(Excerpts from a dataset on object pointing)
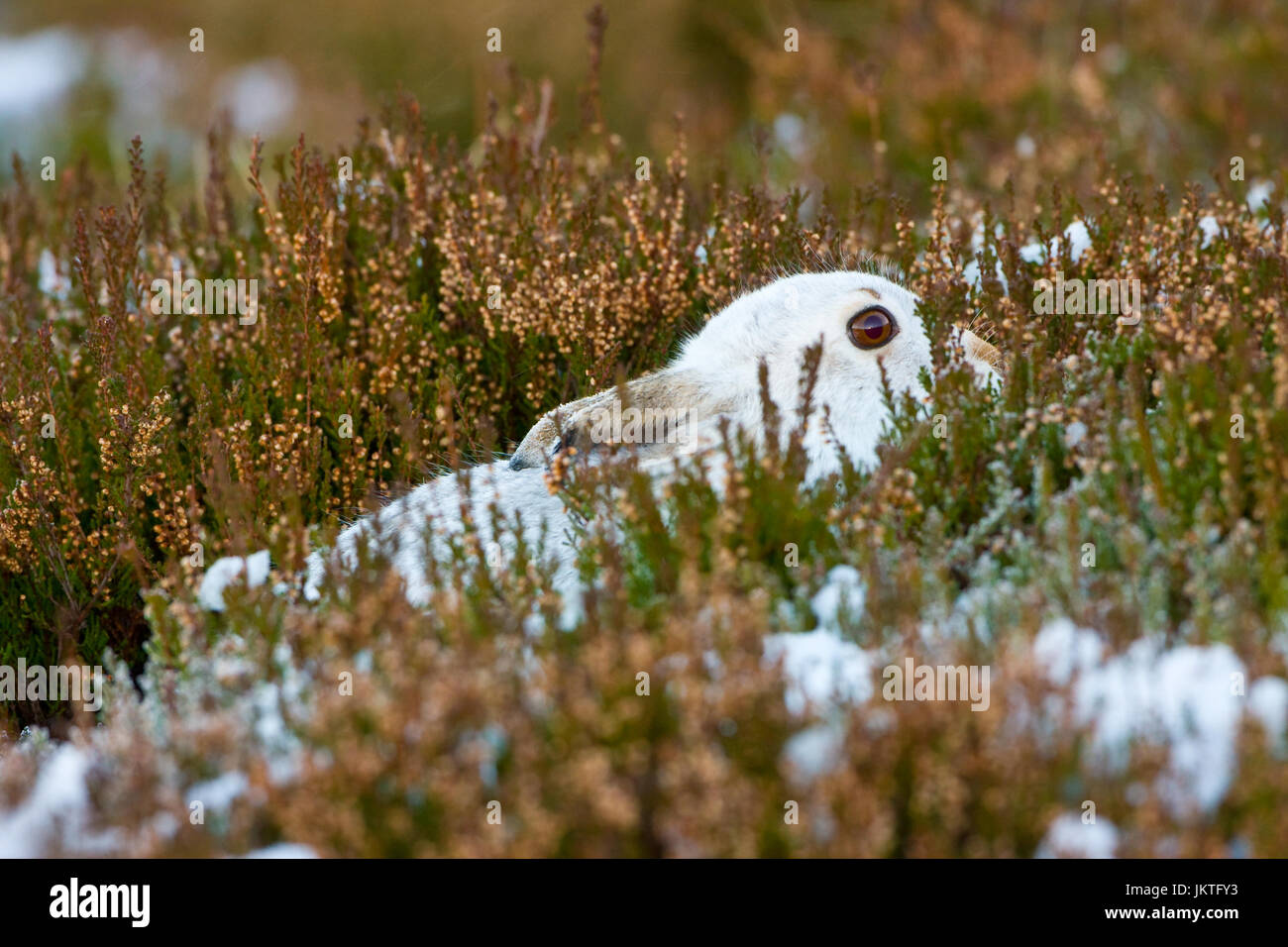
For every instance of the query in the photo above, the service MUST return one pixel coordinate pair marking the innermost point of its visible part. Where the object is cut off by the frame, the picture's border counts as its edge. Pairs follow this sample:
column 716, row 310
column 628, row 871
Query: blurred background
column 1003, row 89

## WHAT IS REQUIRED:
Set out the lines of the entries above as a numbered list, skipping any blank lines. Leave the pictures out.

## FULL SOLUTION:
1. For every instance of the query in the photo above, the service MUST return one pixel coordinate pair marking the innermost point of its visible part. Where the object is cut off by the frame, the picture's border counts as its edge. Pairs follow this sample:
2. column 716, row 310
3. column 628, row 871
4. Query: blurred background
5. column 1003, row 89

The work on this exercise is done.